Your objective: What resistance value does the exhaust brake modification parts list call for?

Source extract:
— Begin —

Here is PCarlson's original post on the always ON exhaust brake modification he made:

++++++++++++++++++++++++++++++++++++++++++++++++++++++++++++++++

Ok I found the instructions I was looking for and I copied them below: (Please give you opinion. ) NOTE: These are not my instructions or idea.
Here what you'll need to have an Automatic EB Switch:

1 relay with SPDT ( Single Pole Double Throw )
1 resistance 15 ohms
16 ga wire
1/4'' female straight connector with plastic isolator ( to connect on the relay )
16 ga TAP connector ( the blue ones )

— End —

Supplied records:
— Begin —

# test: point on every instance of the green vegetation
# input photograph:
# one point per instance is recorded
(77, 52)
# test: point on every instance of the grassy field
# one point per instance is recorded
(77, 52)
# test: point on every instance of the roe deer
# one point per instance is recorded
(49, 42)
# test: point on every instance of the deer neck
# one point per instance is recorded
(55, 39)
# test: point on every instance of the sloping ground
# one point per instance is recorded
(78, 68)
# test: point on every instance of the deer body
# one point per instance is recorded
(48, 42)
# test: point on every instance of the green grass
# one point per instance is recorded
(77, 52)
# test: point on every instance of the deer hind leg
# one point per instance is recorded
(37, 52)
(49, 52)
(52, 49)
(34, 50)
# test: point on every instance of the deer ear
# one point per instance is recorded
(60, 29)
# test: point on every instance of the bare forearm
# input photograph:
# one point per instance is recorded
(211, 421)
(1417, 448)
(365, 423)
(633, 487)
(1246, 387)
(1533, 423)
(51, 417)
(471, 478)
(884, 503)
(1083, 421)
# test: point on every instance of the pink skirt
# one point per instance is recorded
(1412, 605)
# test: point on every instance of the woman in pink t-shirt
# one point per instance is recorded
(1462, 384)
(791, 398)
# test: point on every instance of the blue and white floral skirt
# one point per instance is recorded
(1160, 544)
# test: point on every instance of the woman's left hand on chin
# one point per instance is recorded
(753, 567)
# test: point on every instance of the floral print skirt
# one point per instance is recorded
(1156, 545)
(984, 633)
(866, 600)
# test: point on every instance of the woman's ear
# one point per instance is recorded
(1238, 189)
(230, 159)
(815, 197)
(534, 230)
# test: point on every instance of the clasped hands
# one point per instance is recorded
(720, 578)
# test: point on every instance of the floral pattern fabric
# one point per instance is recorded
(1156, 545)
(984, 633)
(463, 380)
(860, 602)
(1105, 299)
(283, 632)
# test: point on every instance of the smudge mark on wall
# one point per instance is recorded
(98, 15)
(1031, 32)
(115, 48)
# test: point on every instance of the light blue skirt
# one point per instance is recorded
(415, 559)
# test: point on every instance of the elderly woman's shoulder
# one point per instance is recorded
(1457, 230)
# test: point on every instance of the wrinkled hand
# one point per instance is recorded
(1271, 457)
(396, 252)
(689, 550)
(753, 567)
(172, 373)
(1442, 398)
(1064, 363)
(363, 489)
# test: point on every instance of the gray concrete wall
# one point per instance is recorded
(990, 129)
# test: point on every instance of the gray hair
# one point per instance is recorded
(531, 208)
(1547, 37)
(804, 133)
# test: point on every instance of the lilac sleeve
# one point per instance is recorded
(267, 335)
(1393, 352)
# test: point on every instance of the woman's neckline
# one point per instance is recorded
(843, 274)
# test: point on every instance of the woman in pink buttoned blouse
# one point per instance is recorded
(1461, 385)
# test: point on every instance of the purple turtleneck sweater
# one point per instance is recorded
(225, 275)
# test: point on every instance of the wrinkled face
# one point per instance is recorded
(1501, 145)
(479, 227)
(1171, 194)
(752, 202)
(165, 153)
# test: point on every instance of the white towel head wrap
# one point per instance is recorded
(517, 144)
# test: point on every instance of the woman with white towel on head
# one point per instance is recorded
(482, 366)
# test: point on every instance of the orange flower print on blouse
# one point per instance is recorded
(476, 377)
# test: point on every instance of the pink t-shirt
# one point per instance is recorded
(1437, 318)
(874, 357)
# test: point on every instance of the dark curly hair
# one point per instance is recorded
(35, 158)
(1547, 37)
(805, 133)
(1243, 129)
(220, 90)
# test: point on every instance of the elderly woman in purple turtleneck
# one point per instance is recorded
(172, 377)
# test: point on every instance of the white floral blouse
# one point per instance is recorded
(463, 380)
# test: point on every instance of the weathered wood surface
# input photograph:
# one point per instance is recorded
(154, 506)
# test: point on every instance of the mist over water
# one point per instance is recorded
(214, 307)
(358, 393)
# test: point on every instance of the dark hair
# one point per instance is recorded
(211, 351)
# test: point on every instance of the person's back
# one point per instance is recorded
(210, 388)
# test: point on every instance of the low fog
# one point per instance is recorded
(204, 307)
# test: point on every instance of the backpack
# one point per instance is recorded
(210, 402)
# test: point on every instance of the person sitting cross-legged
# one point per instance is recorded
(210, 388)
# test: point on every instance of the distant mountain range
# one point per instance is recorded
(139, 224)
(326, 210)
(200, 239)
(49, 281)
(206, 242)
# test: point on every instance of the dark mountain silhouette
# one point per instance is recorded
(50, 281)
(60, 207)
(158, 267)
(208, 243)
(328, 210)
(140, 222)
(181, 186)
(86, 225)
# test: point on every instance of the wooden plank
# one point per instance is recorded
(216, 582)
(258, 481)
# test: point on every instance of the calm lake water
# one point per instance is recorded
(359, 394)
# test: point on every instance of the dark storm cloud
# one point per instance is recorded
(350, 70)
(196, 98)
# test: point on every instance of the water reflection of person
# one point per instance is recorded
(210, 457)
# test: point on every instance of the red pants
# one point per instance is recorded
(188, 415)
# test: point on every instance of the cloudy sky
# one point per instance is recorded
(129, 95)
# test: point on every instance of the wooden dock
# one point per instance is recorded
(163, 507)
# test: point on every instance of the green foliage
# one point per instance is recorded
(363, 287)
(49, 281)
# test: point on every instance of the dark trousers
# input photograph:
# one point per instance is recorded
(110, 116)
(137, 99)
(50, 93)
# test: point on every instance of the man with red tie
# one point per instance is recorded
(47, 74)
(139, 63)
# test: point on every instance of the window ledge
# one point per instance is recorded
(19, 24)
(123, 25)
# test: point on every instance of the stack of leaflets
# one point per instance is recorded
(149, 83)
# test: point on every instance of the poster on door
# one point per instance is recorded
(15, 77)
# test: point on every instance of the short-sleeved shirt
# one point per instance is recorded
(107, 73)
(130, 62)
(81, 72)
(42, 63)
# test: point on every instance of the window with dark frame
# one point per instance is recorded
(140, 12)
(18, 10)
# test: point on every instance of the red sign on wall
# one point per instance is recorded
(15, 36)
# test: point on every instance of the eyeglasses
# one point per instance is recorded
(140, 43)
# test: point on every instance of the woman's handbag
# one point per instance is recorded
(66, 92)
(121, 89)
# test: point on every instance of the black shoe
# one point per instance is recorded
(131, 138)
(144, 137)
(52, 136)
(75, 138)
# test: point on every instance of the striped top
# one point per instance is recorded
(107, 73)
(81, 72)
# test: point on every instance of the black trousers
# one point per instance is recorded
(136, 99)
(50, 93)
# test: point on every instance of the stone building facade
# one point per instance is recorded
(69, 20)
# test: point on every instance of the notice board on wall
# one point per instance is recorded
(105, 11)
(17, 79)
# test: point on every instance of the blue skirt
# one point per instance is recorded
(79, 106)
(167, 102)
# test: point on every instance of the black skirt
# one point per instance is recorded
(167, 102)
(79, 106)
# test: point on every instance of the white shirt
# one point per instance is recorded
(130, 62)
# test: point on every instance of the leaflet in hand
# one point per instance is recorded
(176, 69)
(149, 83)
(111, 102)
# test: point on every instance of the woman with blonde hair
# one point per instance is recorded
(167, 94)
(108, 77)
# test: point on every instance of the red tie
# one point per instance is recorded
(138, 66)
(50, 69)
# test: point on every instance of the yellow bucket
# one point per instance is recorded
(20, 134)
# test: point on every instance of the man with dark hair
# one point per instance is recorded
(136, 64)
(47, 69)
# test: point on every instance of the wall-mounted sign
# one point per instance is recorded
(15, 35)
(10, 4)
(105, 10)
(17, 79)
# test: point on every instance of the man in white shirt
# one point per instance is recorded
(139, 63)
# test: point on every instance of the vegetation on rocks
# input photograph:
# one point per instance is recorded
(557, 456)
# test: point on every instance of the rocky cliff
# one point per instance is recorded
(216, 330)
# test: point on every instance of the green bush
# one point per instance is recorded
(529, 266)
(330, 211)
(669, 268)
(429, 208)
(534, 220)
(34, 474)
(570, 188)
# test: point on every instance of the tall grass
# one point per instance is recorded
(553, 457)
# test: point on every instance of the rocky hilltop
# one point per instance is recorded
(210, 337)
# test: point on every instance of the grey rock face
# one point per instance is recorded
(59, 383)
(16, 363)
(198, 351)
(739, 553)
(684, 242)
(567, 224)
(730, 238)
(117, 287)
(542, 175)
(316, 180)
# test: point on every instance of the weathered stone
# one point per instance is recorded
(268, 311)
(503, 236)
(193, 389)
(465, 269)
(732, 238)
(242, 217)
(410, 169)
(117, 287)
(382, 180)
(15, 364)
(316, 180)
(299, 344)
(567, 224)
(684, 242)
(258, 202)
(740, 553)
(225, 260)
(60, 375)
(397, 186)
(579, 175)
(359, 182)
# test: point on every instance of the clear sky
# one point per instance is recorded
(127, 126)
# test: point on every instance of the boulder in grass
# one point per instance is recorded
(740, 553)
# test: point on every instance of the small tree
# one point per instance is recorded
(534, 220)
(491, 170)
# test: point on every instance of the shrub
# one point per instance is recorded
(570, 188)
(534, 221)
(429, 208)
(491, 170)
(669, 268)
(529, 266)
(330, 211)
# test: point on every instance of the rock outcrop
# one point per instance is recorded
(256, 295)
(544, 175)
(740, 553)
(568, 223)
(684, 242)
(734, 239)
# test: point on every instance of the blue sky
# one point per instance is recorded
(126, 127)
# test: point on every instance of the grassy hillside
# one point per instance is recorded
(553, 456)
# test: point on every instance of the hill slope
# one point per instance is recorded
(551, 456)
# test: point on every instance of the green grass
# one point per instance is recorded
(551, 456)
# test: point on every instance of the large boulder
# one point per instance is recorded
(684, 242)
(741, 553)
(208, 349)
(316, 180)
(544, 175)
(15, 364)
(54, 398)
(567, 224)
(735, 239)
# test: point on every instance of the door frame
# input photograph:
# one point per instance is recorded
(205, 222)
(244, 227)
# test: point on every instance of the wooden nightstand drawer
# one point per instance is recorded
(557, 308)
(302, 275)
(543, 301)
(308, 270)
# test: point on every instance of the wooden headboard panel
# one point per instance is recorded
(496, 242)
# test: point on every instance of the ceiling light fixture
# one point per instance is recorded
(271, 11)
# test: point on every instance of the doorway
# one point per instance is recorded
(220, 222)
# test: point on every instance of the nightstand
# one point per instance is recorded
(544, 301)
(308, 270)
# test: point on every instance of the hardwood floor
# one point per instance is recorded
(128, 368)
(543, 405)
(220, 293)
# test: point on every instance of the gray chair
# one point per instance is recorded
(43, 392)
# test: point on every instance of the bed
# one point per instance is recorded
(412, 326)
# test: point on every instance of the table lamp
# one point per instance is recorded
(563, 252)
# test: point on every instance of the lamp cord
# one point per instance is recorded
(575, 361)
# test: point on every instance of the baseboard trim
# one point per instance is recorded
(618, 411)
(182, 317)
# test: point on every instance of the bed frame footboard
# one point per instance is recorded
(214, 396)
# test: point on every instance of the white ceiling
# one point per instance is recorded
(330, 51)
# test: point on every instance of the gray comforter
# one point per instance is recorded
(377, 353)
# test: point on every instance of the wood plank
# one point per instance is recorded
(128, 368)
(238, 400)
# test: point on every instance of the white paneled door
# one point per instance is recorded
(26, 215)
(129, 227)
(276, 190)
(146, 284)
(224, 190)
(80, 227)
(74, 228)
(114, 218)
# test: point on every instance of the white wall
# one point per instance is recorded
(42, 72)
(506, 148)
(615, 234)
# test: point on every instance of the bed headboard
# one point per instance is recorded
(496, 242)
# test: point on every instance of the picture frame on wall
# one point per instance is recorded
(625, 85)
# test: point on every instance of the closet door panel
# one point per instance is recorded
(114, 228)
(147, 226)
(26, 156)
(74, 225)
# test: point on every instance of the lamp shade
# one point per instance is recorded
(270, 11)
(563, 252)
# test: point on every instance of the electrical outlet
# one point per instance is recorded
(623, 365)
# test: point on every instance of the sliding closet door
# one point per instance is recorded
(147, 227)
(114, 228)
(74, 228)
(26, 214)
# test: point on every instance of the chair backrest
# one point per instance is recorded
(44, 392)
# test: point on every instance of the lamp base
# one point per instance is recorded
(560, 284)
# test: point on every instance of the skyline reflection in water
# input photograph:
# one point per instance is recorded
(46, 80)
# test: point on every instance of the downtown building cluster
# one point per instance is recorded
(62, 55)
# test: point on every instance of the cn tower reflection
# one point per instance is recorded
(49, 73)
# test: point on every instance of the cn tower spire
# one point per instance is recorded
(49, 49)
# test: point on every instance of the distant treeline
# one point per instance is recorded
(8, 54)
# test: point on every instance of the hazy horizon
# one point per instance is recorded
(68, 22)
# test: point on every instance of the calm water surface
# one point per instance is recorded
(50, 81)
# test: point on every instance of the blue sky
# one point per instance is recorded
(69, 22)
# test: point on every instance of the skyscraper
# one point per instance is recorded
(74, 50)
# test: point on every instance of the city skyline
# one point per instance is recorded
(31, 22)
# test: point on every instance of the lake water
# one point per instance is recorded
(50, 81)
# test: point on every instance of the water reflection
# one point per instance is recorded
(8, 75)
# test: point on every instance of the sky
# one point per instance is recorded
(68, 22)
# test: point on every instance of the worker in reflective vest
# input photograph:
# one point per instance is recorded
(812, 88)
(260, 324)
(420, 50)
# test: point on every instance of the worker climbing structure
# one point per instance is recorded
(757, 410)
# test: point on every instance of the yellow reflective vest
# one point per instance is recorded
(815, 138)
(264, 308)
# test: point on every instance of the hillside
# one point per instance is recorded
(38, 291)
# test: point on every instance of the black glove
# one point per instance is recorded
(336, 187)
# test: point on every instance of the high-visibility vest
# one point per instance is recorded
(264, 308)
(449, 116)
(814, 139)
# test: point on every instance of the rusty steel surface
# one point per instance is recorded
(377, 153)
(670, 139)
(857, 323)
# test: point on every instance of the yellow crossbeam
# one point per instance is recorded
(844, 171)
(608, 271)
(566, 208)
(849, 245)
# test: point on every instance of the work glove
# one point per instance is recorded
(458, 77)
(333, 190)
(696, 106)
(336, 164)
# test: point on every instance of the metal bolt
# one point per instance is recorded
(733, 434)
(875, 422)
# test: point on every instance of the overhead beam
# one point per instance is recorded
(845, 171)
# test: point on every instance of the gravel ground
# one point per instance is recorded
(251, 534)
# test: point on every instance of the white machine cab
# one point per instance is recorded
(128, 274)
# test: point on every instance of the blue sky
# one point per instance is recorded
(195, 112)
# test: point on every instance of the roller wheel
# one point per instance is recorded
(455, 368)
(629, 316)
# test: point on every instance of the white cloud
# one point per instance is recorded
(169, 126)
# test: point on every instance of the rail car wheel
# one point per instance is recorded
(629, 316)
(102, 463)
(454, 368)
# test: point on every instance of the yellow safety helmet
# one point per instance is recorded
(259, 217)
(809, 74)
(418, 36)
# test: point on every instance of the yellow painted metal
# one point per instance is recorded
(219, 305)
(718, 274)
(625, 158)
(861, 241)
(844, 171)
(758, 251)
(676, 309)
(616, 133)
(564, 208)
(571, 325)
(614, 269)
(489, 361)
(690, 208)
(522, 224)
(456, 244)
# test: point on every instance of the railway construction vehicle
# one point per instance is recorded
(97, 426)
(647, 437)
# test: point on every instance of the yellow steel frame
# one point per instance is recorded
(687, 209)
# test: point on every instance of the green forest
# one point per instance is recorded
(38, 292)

— End —

Worked solution: 15 ohms